### INSTRUKSI TERTULIS
Lanjutkan teks tentang kisah Rasulullah Saw bersama Khadijah binti Khuwailid, dimulai setelah kalimat terakhirnya.

Kisah Hidup Asmara Rasulullah Saw Bersama Khadijah binti Khuwailid
Pernikahan Rasulullah Saw dengan Khadijah
Keindahan akhlaq Rasulullah Saw seperti sifat jujur,
amanah, dapat dipercaya serta keberkahan dari pernigaan yang dijalankannya menjadikan
Khadijah binti Khuwailid jatuh cinta kepada Rasul.
Khadijah
adalah seorang janda Quraisy yang terkenal dengan kekayaan hartanya, suci dan
bijak serta putri bangsawan Quraisy. Melihat kebaikan serta keindahan akhlaq
Rasulullah Saw membutanya jatuh cinta. Wajar saja, jika Khadijah sangat tertarik
terhadap Rasulullah Saw.
Khadijah
lantas mengutus sahabatnya untuk menyampaikan niatnya menikahi Rasulullah Saw. Rasulullah
Saw pun menyetujui dan kemudian berbicara kepada paman-pamannya. Selanjutnya,
keluarga Rasulullah melamar Khadijah kepada pamannya yang bernama ‘Amr ibn
Asad.
‘Amr ibn
Asad akhirnya menikahkan Khadijah dengan Rasulullah Saw di hadapan Bani Hasyim
dan para pemuka kabilah Quraisy dengan maskawin 20 ekor unta (ada pula yang
menyebutkan 6 ekor unta). Dan Abu Thalib sebagai paman Rasulullah Saw sebagai
penyampai khutbah nikah keduanya.
Pernikahan
Khadijah dengan Rasulullah Saw terjadi setelah Rasul pulang dari negeri Syam
untuk keperluan berdagang. Pernikahan tersebut terjadi saat Khadijah berusia 40
tahun dan Rasulullah Saw berusia 25 tahun.
Rasulullah
Saw dan Khadijah menjalani kehidupan rumah tangga mereka sebagaimana layaknya
suami-isteri. Mereka mempunyai anak, bertetangga, bersahabat, berdagang, dan
bekerja.
Pernikahan
Khadijah dengan Rasulullah Saw dikaruniai empat orang anak perempuan dan dua
anak laki-laki. Empat anak perempuan tersebut adalah Zainab, fatimah, Ruqayyah,
dan ‘Ummu kultsum. Sedangkan satu anak laki-laki tersebut diberi nama Al-Qasim
dan ‘Abdullah.
Khadijah
merupakan istri pertama Rasulullah Saw. beliau tidak pernah menikahi wanita
lain sampai Khadijah meninggal dunia. Dan Khadijah meninggal dunia meninggal pada
usia 65 tahun di kota Makkah sebelum kewajiban salat lima waktu diturunkan pada
tahun kelima sebelum hijrah.
Perjuangan Khadijah bersama Rasulullah Saw
Seringnya Rasulullah Saw memuji dan melebihkan
Khadijah dari istri-istri beliau yang lain terkadang membuat ‘Aisyah cemburu
kepadanya, walaupun mereka berdua tidak pernah bertemu. Menjadi hal wajar
Rasulullah Saw memberikan pujian kepada Khadijah setelah kepergiannya.

### INFORMASI YANG DIBERIKAN
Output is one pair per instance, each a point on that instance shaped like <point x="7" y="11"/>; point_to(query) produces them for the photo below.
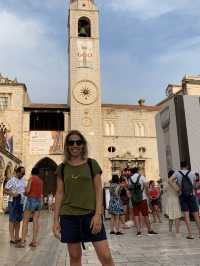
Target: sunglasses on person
<point x="72" y="142"/>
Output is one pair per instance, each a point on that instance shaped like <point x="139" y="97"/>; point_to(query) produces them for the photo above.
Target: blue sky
<point x="145" y="45"/>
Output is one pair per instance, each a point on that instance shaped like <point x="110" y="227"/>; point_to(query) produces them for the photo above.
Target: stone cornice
<point x="10" y="155"/>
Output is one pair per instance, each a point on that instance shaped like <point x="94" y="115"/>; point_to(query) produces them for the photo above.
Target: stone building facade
<point x="118" y="135"/>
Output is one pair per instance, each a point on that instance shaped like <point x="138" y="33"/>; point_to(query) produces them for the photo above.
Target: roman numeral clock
<point x="85" y="92"/>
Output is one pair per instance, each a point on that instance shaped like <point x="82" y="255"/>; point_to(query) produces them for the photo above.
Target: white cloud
<point x="189" y="49"/>
<point x="30" y="53"/>
<point x="145" y="9"/>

### JAWABAN DI BAWAH
Khadijah
merupakan istri yang lebih tua dari Rasulullah Saw. bukanlah perjuangan yang
sepele untuk menjadi istri Rasulullah kala itu. Besar perjuangan dan sumbangsih
Khadijah terhadap dakwah Islam periode awal tersebut. Hal ini menjadikan
keawajaran mengapa Rasulullah Saw begitu mencintai Khadijah sepanjang hidupnya.
Diriwayatkan
dari ‘Abdullah Al-Bahi, ‘Aisyah berkata:
“Ketika
Rasulullah Saw menyebut nama Khadijah, beliau hampir tidak pernah bosan memuji dan
beristigfar untuknya. Pada suatu hari, beliau menyebut-nyebut Khadijah sehingga
membuatku terbakar cemburu. Lalu aku berkata, ‘Sungguh Allah telah menggantikan
perempuan tua itu untukmu.’ Aku melihat beliau sangat marah, hingga membuat
kulitku seakan-akan mau jatuh. Aku berkata dalam hati, ‘Ya Allah, seandainya
Engkau menghilangkan marah Rasulullah Saw terhadapku, aku tidak akan pernah
menyebut-nyebut Khadijah lagi dengan
kata-kata yang tidak pantas selama aku hidup. Ketika Rasulullah Saw
melihat apa yang terjadi padaku, beliau bersabda: ‘Apa maksud kata-katamu? Demi
Allah, sesungguhnya Khadijah beriman kepadaku pada saat orang-orang
mengingkariku, ia melindungiku pada saat orang-orang menjauhiku, ia
membenarkanku pada saat orang-orang mendustakanku, dan ia meberikanku anak pada
saat kalian (laki-laki) mengharamkannya.’ Lalu Rasulullah Saw berpaling dariku
sepanjang pagi dan sore hari selama satu bulan.”[1]
Kebahagiaan
rumah tangga Khadijah dengan Rasulullah Saw mulai terganggu ketika turunnya
risalah dari Allah Swt kepada Muhammad Saw. Saat itu usia Rasulullah Saw
mencapai 40 tahun. Rumah tangganya mulai diganggu oleh masyarakat yang
menganggap Rasulullah Saw sebagai orang yang telah menyimpang dari ajaran nenek
moyang/leluhurnya.
Diawali dengan
menyampaikan risalah dari orang terdekatnya keluar dan sahabat, hingga meluas
pada masyarakat sekitar. Penyebaran risalah tersebut dilakukan dengan dua cara,
yakni secara sembunyi-sembunyi dan terang-terangan.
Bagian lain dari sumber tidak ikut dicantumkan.